Material supplied:
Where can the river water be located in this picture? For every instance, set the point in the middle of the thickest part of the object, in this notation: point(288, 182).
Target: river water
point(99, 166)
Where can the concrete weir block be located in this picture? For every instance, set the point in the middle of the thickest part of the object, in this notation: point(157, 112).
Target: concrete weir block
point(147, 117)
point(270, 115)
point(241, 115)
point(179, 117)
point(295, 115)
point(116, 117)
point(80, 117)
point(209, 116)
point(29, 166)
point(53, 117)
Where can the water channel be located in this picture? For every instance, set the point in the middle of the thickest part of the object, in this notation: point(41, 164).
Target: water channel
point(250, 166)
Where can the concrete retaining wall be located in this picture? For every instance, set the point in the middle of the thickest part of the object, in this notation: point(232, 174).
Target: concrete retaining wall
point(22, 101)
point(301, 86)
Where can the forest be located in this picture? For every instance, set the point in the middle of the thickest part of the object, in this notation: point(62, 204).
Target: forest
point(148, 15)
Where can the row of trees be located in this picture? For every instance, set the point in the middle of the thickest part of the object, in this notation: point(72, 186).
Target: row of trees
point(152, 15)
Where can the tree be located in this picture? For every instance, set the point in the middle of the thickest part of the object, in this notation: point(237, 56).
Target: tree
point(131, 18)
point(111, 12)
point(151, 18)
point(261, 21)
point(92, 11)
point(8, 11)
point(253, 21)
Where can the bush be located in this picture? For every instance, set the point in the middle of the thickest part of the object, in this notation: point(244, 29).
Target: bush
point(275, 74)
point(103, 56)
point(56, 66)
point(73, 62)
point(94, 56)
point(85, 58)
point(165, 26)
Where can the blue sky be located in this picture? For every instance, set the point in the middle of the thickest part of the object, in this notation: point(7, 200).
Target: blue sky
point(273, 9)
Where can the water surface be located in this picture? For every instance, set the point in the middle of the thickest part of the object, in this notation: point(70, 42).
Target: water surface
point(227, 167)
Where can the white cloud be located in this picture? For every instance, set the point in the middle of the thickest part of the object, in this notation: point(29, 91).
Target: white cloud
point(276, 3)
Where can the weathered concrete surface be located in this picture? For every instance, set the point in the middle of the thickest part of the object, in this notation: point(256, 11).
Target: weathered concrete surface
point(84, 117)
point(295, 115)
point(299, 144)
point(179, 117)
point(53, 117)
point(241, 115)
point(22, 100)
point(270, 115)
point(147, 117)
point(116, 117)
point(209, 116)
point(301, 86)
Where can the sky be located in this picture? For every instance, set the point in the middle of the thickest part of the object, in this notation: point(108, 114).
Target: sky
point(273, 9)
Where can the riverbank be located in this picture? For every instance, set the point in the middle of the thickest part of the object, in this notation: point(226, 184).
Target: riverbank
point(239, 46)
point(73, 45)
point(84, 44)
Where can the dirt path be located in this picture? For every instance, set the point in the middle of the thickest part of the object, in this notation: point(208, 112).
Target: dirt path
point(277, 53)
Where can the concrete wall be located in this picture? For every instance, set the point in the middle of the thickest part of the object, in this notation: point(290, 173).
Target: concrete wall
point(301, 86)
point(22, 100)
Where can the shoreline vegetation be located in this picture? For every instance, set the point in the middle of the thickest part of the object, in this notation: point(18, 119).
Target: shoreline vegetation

Exercise aim: For this exercise, output exactly the lines above from the line with "Target: water channel" to the line with "Where can the tree", counting both, and leave out the rest.

Solution to the exercise:
Target: water channel
point(250, 166)
Where can the concrete retaining wall be located in this picture? For every instance, set the point in the middle of the thickest part of the object, in this notation: point(232, 174).
Target: concrete retaining wall
point(22, 101)
point(301, 86)
Where can the forest be located in this picture? For every instance, set the point in the middle of the thickest part of the object, in this notation: point(62, 204).
Target: forest
point(148, 15)
Where can the row of trees be located in this picture? For every instance, set the point in the middle of the thickest part of the object, in this notation: point(72, 186).
Target: row of trees
point(152, 15)
Where can the tree be located in this picture? For every instance, set the point in the middle of the thickest part of the object, in this notation: point(237, 56).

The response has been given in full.